Stated task:
Extract the records below word for word and ignore the images.

*** Data entries ***

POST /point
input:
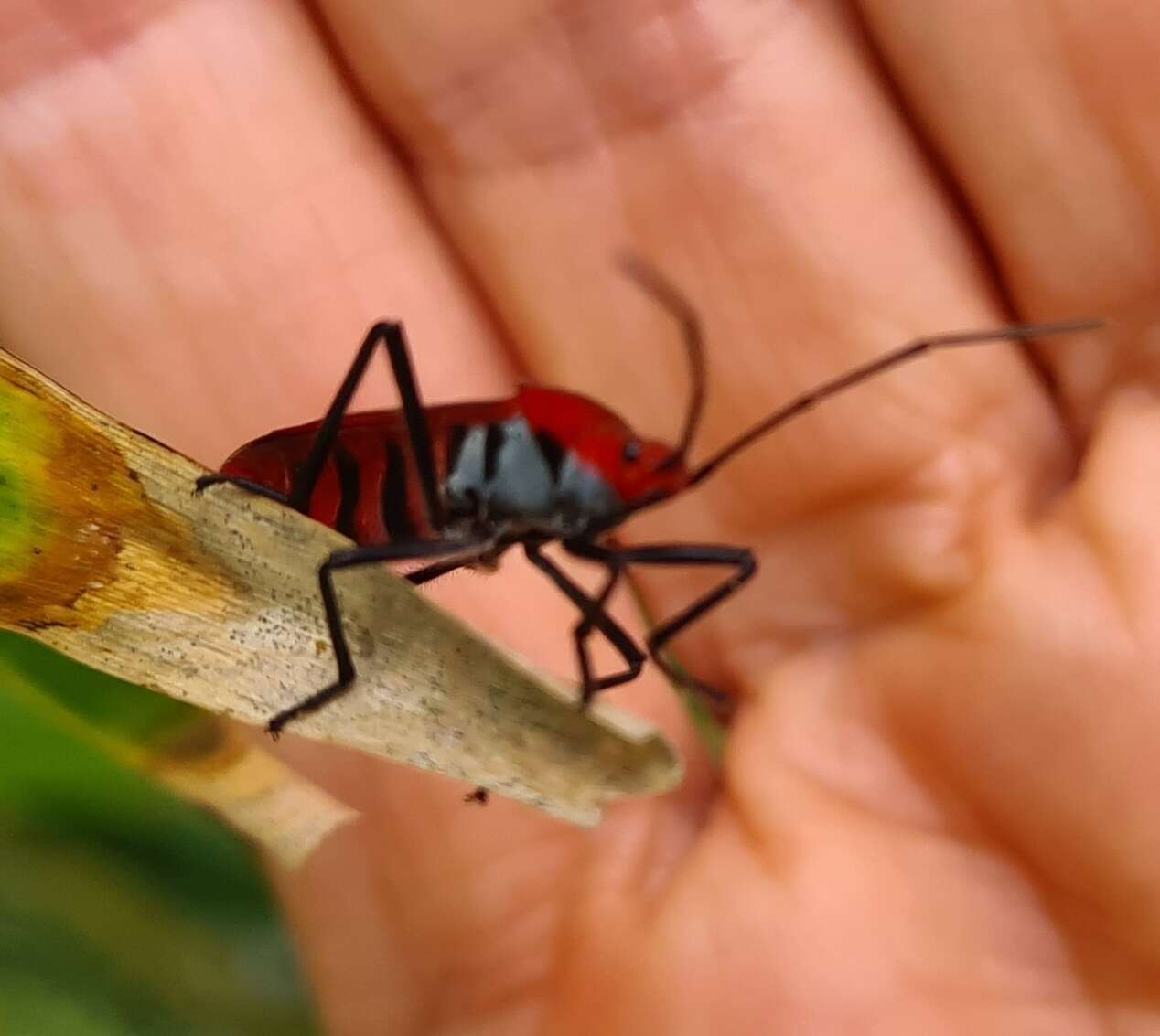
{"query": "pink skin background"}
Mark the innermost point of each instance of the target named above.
(939, 809)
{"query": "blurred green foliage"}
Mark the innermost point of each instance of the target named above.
(124, 909)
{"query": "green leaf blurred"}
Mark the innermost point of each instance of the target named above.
(124, 909)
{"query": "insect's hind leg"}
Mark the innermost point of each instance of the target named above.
(350, 559)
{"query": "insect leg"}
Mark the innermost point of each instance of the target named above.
(306, 477)
(429, 572)
(740, 559)
(594, 616)
(415, 416)
(311, 469)
(350, 559)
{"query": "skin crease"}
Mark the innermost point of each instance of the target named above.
(938, 807)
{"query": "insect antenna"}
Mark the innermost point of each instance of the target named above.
(897, 357)
(681, 310)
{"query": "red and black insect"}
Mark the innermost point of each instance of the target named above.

***

Response to the task:
POST /point
input:
{"query": "pink skin background"}
Mark the innermost point of each instance of the target named above.
(939, 809)
{"query": "blurred green foliage"}
Mark the innermost point of each instance of the target named above.
(124, 909)
{"query": "green leaf blurred"}
Mark the innermost point of each instance of the target named above.
(124, 909)
{"query": "insect's hind leg"}
Mark the innermost point of each instance of the target named above.
(350, 559)
{"query": "insect leg"}
Mark the innermost point of each instance of the target named above.
(306, 477)
(429, 572)
(740, 559)
(594, 616)
(415, 416)
(311, 469)
(350, 559)
{"query": "skin crease"}
Mark the innermost point of each instance of the target named above.
(938, 807)
{"query": "insect antenna"}
Mark the innermost point of each instance of the target named above.
(897, 357)
(681, 310)
{"query": "red and black insect"}
Mark the innermost point of each instance of the target named above.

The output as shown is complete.